■ **GESTELLTE AUFGABE A**
Liste jede Zeile der Einträge auf, in der das Wort „wooden“ vorkommt.

■ **VORLIEGENDER AUSZUG**
>>

Es müssen wohl zu Unrecht sehr viele Werke in Archiven und Schubladen verstauben. Dazu gehören gerade solche von Komponistinnen, die es zu Zeiten der Männerdomäne mehr als schwer hatten, sich durchzusetzen. Wuppertals Opernintendantin Rebekah Rota will das nun ändern. In dieser Spielzeit holt sie die britische Ethel Smyth (1858-1944) aus der Versenkung. Die war zeitlebens bestrebt, als gleichrangig mit ihren männlichen Kollegen gesehen zu werden. Zwar wurde sie sehr geschätzt von namhaften Persönlichkeiten wie den berühmten Dirigenten Bruno Walter, Arthur Nikisch und Sir Thomas Beecham, die für Aufführungen ihrer Werke sorgten. Doch generell war die Ablehnung groß. Ihr reichhaltiges Oeuvre führt ein stiefmütterliches Dasein und ist kaum bekannt. Dieser Zustand scheint sich aber allmählich zu ändern.
So kommt nun ihre einaktige Oper „Der Wald“ aus dem Jahr 1902 nach rund 100 Jahren in Deutschland wieder auf die Bühne. In diesem einstündigen Opus geht es um eine tragische Viereckgeschichte. Röschen steht die Hochzeit mit Heinrich kurz bevor, der zum Fest trotz drohender Todesstrafe ein Reh wildert. Die Untat kommt raus. Die Landesherrin Jolanthe, die den Bräutigam für sich haben will, bietet an, sein Leben zu retten, wenn er ihr folgt. Doch er verweigert sich ihr. Darauf lässt sie ihn sterben.

<<

■ **GESTELLTE AUFGABE B**
Gib im Text über Ethel Smyth den Abschnitt von „So kommt nun“ bis „sie ihn sterben.“ wieder und tausche dabei „Heinrich“ gegen „Konrad“ aus.

■ **GEGEBENE EINTRÄGE**
>>

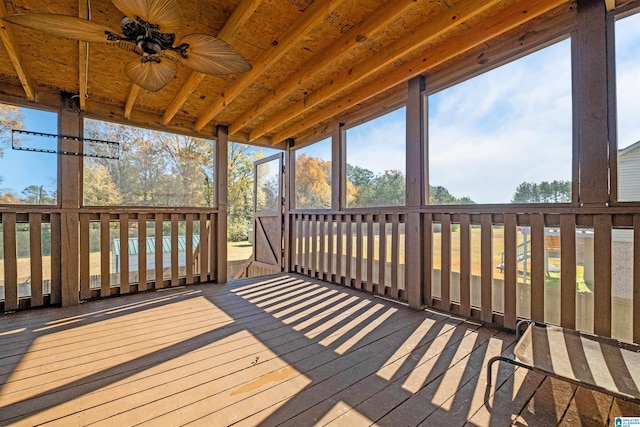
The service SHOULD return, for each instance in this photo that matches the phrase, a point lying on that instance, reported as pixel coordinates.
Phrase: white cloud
(510, 125)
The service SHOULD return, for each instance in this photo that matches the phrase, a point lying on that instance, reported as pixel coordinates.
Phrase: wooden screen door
(267, 212)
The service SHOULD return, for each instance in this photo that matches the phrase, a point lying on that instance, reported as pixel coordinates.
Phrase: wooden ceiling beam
(238, 18)
(131, 100)
(504, 21)
(365, 29)
(290, 37)
(423, 35)
(6, 34)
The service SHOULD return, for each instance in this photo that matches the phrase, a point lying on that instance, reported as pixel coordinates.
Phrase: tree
(313, 183)
(240, 189)
(10, 118)
(439, 195)
(543, 192)
(369, 189)
(36, 195)
(99, 188)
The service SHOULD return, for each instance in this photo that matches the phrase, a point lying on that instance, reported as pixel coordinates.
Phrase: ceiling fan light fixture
(148, 29)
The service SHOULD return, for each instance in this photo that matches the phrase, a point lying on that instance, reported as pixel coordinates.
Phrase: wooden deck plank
(284, 349)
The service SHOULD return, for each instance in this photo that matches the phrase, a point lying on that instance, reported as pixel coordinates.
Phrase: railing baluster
(568, 271)
(322, 265)
(124, 253)
(213, 248)
(602, 275)
(142, 252)
(56, 259)
(204, 249)
(188, 248)
(314, 245)
(330, 263)
(510, 271)
(537, 267)
(300, 243)
(105, 256)
(35, 246)
(427, 259)
(159, 254)
(636, 279)
(358, 283)
(85, 253)
(382, 262)
(465, 265)
(370, 251)
(445, 262)
(486, 267)
(348, 277)
(10, 261)
(175, 263)
(307, 244)
(395, 254)
(338, 278)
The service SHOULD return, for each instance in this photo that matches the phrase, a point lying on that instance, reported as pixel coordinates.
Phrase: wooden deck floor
(283, 350)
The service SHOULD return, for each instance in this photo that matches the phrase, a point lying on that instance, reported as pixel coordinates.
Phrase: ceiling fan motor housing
(146, 35)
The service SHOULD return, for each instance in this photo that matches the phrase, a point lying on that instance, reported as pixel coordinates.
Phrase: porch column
(289, 202)
(416, 181)
(591, 103)
(69, 196)
(222, 172)
(338, 169)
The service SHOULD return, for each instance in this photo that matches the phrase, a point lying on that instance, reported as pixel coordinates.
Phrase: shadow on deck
(279, 350)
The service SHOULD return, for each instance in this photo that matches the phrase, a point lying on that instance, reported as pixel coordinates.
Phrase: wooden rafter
(83, 58)
(238, 18)
(131, 100)
(500, 23)
(384, 15)
(299, 29)
(6, 33)
(424, 35)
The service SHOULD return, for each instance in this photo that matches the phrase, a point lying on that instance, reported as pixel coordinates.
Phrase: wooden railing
(348, 249)
(590, 282)
(155, 249)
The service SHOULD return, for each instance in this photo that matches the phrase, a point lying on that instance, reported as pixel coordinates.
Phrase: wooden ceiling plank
(83, 58)
(6, 33)
(289, 38)
(238, 18)
(422, 35)
(504, 21)
(131, 100)
(365, 29)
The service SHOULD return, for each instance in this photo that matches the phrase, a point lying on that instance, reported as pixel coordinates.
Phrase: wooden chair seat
(603, 364)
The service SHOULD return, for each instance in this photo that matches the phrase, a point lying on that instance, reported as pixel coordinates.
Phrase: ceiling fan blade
(62, 26)
(164, 13)
(150, 75)
(210, 55)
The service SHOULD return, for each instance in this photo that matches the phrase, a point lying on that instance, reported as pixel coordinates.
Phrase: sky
(22, 168)
(486, 135)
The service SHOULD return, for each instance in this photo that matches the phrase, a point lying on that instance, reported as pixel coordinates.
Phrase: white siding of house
(629, 176)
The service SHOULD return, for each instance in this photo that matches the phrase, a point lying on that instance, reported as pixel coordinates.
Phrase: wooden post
(590, 102)
(289, 203)
(221, 196)
(416, 171)
(70, 196)
(338, 169)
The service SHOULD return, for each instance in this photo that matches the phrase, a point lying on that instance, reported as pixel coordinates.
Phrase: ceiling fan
(148, 29)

<<

■ **ERGEBNIS A**
Phrase: wooden screen door
Phrase: wooden ceiling beam
Phrase: wooden deck plank
Phrase: wooden deck floor
Phrase: wooden rafter
Phrase: wooden railing
Phrase: wooden ceiling plank
Phrase: wooden chair seat
Phrase: wooden post

■ **ERGEBNIS B**
So kommt nun ihre einaktige Oper „Der Wald“ aus dem Jahr 1902 nach rund 100 Jahren in Deutschland wieder auf die Bühne. In diesem einstündigen Opus geht es um eine tragische Viereckgeschichte. Röschen steht die Hochzeit mit Konrad kurz bevor, der zum Fest trotz drohender Todesstrafe ein Reh wildert. Die Untat kommt raus. Die Landesherrin Jolanthe, die den Bräutigam für sich haben will, bietet an, sein Leben zu retten, wenn er ihr folgt. Doch er verweigert sich ihr. Darauf lässt sie ihn sterben.